Selected excerpt:
★ ★ ★ ★ ★ ★ ★
As Prime Minister Malcolm Turnbull surveyed the site of the future project known as Snowy 2.0 he could not have been clearer about the importance he is placing upon it.

“This is going to be vital,” Mr Turnbull said. “This is about making renewables reliable.”

That idea – making renewables reliable – is at the heart of the ambitious project. It is also why the Australian Renewable Energy Agency is committing $8 million towards the $29 million cost of the feasibility study.

“This is all about the cost of electricity,” the Prime Minister said. “The sun doesn’t shine all the time and the wind doesn’t blow all the time. So you need storage.”

Early work on the feasibility study is already underway, creating 350 jobs. If the study recommends proceeding with the project, and that decision is made by Snowy Hydro, it’s expected that around 5000 jobs will be created as a result.

ARENA Chief Executive Ivor Frischknecht said that as renewables became cheaper and more prevalent Australia needed to look to pumped hydro as part of a mix of storage and demand management solutions. Such solutions will be key in helping renewables integrate with the electricity grid in a stable, reliable way.

“The future really belongs to wind and solar but we know they are not really available all the time,” he said.

“We need to think about how to store that energy when it’s available and cheap. That’s where pumped hydro comes in.”

In its first stage of construction, the project will create 2000MW of new generation. Equipment, including turbines, will be located 1km underground, with 29 kilometres of tunnels linking two existing reservoirs in the Snowy Mountains region.

“On a world scale this is huge,” Snowy Hydro Chief Executive Paul Broad said.

ARENA CEO Ivor Frischknecht with Prime Minister Malcolm Turnbull at the announcement. IMAGE: ARENA.
★ ★ ★ ★ ★ ★ ★
Records from a collection

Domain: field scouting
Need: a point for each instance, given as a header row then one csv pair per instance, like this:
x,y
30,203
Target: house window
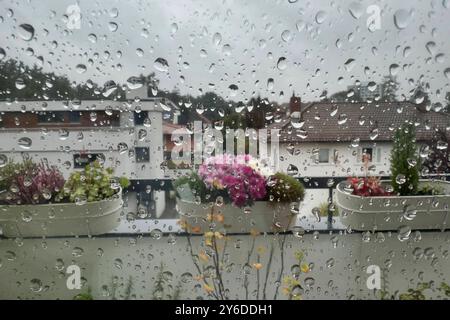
★ ★ ★ ★ ★ ★ ★
What this exercise asks:
1. According to the Snowy 2.0 article, how much is the Australian Renewable Energy Agency committing toward the feasibility study?
2. Please render every line of the collection entries as a numbered list, skipping blank lines and leaving the pictures out.

Results of the tasks:
1. $8 million

2.
1. Domain: field scouting
2. Need: a point for each instance, given as a header row then one csv pair per instance, like this:
3. x,y
4. 30,203
5. Target: house window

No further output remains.